• **What is asked**: Show each line of the records below that contains the string "dark", matching case exactly.
____ Record set
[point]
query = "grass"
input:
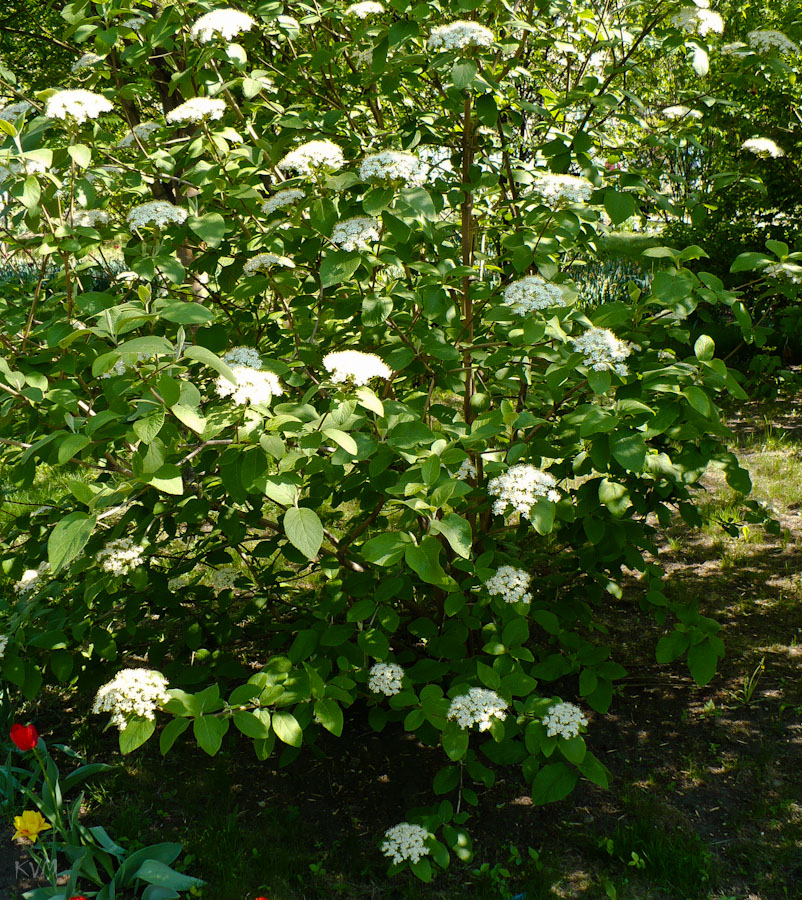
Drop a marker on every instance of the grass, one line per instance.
(704, 805)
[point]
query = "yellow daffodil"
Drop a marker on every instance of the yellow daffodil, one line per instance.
(29, 825)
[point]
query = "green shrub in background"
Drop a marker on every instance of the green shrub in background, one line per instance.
(349, 437)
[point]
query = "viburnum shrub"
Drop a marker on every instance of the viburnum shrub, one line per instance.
(337, 433)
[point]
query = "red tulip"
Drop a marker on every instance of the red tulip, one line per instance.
(24, 736)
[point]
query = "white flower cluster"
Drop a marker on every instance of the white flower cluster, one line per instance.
(253, 387)
(365, 9)
(86, 62)
(466, 470)
(243, 356)
(532, 293)
(281, 199)
(478, 707)
(120, 556)
(263, 261)
(31, 579)
(699, 19)
(781, 270)
(356, 233)
(559, 190)
(355, 366)
(603, 351)
(763, 147)
(386, 678)
(90, 218)
(393, 165)
(227, 23)
(124, 363)
(766, 40)
(13, 111)
(405, 841)
(76, 104)
(459, 36)
(132, 692)
(20, 165)
(158, 213)
(510, 583)
(564, 719)
(141, 132)
(519, 487)
(312, 156)
(197, 109)
(681, 112)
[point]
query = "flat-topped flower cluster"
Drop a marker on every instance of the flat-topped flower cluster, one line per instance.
(405, 841)
(386, 678)
(132, 692)
(520, 487)
(603, 351)
(564, 720)
(511, 584)
(532, 293)
(478, 707)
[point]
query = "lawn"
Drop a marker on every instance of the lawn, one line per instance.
(705, 799)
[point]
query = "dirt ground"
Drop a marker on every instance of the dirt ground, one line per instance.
(706, 780)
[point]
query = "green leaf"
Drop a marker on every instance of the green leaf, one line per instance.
(422, 869)
(573, 749)
(386, 549)
(210, 228)
(81, 155)
(304, 530)
(614, 496)
(702, 661)
(171, 733)
(287, 728)
(553, 782)
(619, 206)
(629, 451)
(455, 741)
(366, 398)
(281, 489)
(699, 400)
(541, 515)
(253, 724)
(201, 354)
(704, 348)
(745, 262)
(135, 733)
(338, 267)
(155, 872)
(149, 426)
(671, 646)
(167, 478)
(329, 714)
(463, 73)
(68, 538)
(342, 439)
(425, 560)
(148, 346)
(209, 731)
(71, 445)
(186, 313)
(189, 417)
(31, 193)
(456, 530)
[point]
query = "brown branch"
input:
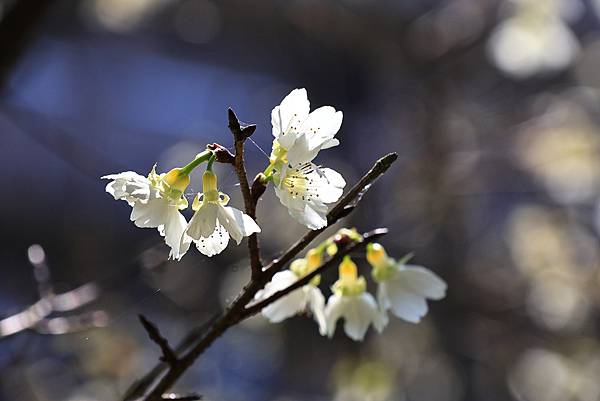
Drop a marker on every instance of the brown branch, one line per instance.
(237, 310)
(344, 206)
(240, 133)
(175, 397)
(336, 259)
(36, 316)
(168, 355)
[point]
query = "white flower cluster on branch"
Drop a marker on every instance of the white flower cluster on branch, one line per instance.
(284, 287)
(402, 288)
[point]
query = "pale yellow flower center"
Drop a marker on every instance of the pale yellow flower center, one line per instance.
(349, 283)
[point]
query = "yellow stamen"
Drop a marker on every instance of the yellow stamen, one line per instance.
(376, 255)
(348, 269)
(177, 181)
(313, 259)
(209, 187)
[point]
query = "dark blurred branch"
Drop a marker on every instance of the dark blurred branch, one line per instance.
(35, 317)
(17, 29)
(237, 311)
(175, 397)
(168, 355)
(335, 260)
(240, 134)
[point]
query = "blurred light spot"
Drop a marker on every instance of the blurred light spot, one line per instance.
(562, 150)
(557, 303)
(36, 254)
(442, 29)
(121, 15)
(540, 375)
(363, 381)
(534, 40)
(540, 242)
(197, 21)
(586, 69)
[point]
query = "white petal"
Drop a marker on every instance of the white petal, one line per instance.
(306, 189)
(333, 311)
(423, 281)
(330, 144)
(316, 133)
(404, 304)
(236, 222)
(321, 126)
(174, 228)
(214, 243)
(204, 221)
(287, 118)
(360, 313)
(285, 307)
(316, 303)
(311, 218)
(128, 186)
(153, 213)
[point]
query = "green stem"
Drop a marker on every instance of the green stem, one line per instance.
(269, 170)
(211, 160)
(200, 158)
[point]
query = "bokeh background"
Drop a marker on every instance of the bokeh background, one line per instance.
(492, 106)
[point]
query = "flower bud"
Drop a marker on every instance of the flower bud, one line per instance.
(376, 255)
(177, 181)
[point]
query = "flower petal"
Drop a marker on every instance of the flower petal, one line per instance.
(316, 303)
(360, 313)
(174, 228)
(214, 243)
(236, 222)
(287, 306)
(423, 281)
(289, 115)
(404, 304)
(203, 222)
(333, 311)
(153, 213)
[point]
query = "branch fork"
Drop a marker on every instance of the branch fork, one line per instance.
(176, 362)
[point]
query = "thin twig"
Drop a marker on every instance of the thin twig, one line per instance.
(168, 355)
(342, 209)
(240, 133)
(176, 397)
(237, 310)
(336, 259)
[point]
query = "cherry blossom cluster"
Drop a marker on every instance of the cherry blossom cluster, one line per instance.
(401, 288)
(306, 190)
(303, 187)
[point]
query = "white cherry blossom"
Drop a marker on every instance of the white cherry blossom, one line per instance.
(403, 288)
(155, 201)
(307, 298)
(300, 135)
(351, 302)
(306, 189)
(213, 223)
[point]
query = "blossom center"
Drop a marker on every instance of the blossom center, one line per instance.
(349, 283)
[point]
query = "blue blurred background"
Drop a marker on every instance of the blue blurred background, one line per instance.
(492, 106)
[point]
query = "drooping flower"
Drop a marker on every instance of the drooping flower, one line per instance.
(301, 186)
(307, 298)
(403, 288)
(351, 301)
(213, 222)
(306, 189)
(155, 201)
(300, 135)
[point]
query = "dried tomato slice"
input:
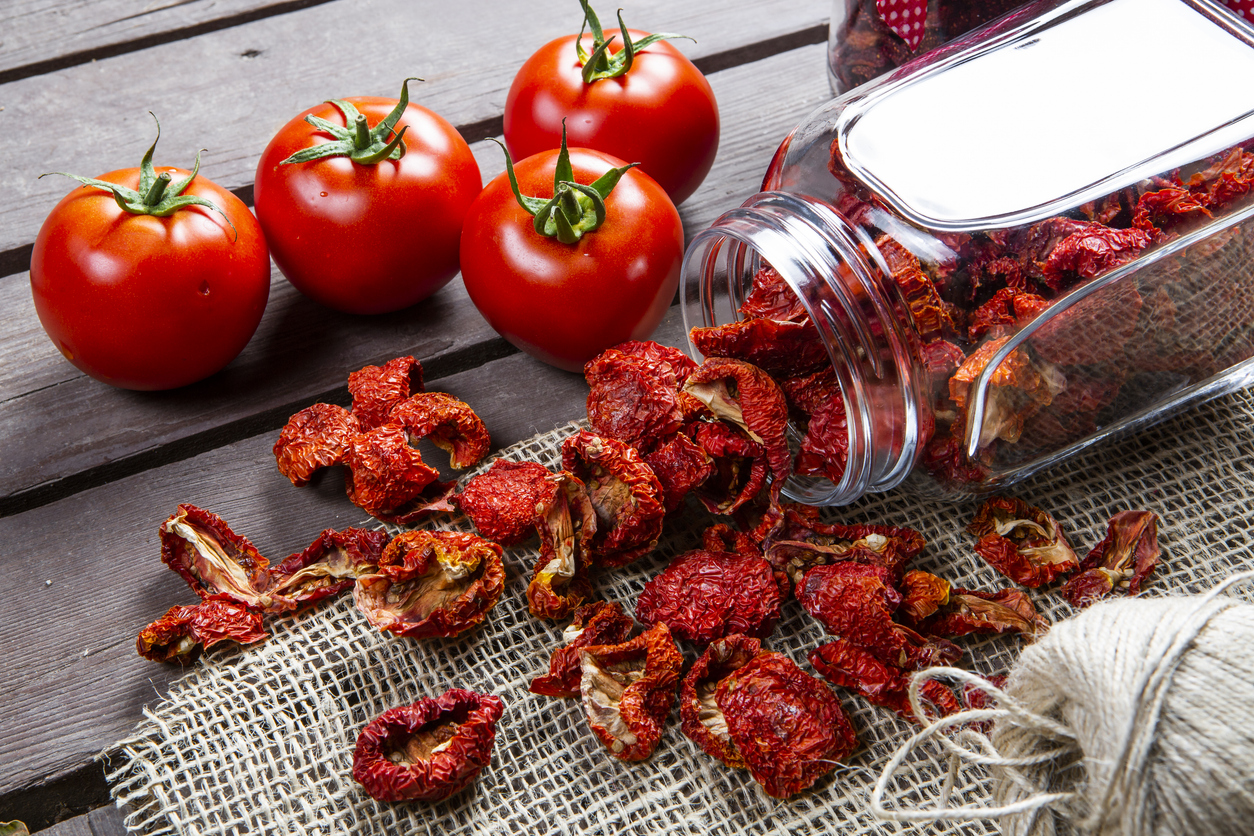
________
• **Expected answer**:
query = "dark blurred branch"
Drop a marker on every instance of the dark blurred branch, one line per instance.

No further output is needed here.